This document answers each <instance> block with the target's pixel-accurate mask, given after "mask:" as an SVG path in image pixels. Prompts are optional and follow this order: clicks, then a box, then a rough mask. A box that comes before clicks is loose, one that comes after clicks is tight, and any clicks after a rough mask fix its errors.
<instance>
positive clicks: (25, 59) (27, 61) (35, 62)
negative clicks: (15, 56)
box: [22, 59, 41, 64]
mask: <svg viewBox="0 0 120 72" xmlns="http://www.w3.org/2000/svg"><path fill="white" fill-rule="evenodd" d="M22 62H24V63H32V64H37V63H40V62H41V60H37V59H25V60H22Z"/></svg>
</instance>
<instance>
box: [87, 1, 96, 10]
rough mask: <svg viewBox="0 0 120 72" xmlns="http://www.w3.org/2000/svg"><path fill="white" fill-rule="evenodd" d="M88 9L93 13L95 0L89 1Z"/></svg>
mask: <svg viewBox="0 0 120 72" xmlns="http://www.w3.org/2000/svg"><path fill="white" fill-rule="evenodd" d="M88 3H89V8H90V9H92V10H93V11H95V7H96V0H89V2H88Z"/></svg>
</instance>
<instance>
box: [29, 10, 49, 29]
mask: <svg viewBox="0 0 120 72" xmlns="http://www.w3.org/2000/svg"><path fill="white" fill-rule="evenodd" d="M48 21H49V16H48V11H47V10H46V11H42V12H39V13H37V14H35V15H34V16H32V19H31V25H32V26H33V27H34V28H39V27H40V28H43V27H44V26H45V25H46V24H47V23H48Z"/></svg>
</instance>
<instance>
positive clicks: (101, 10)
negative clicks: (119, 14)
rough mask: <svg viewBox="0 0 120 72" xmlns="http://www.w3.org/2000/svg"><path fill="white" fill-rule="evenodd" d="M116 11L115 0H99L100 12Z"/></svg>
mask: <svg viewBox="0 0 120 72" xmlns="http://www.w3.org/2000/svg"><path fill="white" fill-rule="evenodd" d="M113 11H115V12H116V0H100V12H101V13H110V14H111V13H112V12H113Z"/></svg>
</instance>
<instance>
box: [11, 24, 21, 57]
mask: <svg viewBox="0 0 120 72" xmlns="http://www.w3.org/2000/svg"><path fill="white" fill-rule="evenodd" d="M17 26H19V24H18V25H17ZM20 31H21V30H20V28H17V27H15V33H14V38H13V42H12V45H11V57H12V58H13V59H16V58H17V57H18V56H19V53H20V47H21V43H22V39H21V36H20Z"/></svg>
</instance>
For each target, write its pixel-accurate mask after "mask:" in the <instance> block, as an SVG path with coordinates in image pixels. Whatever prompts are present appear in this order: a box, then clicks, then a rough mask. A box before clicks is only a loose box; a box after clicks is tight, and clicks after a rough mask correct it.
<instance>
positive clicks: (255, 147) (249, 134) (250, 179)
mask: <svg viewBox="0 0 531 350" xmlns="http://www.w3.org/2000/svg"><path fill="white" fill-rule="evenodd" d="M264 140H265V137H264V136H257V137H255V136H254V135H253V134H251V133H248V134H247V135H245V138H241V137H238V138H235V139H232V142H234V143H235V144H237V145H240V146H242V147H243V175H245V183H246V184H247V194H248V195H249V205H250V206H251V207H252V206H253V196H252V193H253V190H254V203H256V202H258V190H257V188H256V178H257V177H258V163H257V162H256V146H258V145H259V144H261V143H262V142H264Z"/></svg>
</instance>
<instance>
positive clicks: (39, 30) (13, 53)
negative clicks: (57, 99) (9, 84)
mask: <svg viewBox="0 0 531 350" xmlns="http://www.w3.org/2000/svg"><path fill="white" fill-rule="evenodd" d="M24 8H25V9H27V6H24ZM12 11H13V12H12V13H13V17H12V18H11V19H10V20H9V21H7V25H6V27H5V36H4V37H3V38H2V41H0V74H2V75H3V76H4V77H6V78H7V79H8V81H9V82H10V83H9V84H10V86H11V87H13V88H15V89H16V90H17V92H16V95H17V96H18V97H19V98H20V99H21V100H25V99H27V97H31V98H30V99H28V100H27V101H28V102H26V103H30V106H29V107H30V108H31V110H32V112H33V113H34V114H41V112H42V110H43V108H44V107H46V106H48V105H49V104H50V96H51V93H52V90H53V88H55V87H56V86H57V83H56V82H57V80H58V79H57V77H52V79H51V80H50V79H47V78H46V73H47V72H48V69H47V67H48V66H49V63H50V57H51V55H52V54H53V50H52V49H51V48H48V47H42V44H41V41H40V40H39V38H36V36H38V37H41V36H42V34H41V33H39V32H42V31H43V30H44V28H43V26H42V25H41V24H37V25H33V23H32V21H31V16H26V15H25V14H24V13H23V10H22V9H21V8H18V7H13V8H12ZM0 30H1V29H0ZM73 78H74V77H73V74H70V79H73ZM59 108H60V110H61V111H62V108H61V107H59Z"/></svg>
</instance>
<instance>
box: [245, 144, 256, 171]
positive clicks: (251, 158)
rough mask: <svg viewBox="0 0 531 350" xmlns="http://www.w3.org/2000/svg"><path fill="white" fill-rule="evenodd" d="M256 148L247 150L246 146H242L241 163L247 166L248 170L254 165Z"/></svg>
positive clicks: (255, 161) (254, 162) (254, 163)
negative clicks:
****
Exercise> Filter the material above down to the lines that hold the word "pixels".

Solution for this task>
This document answers each <instance> block with the target's pixel-accurate mask, given after "mask:" as an SVG path in image pixels. Prompts are optional and follow this order: clicks, then a box, then a rough mask. A box that comes before clicks is loose, one that comes after clicks is tight, and any clicks after a rough mask fix its errors.
For each target, write its pixel-accurate mask after "mask:" in the <instance> block, as an SVG path with coordinates in image pixels. Whatever prompts are present appear in this order: a box, then clicks, then a rough mask. A box before clicks is only a loose box; a box after clicks is tight, and clicks after a rough mask correct it.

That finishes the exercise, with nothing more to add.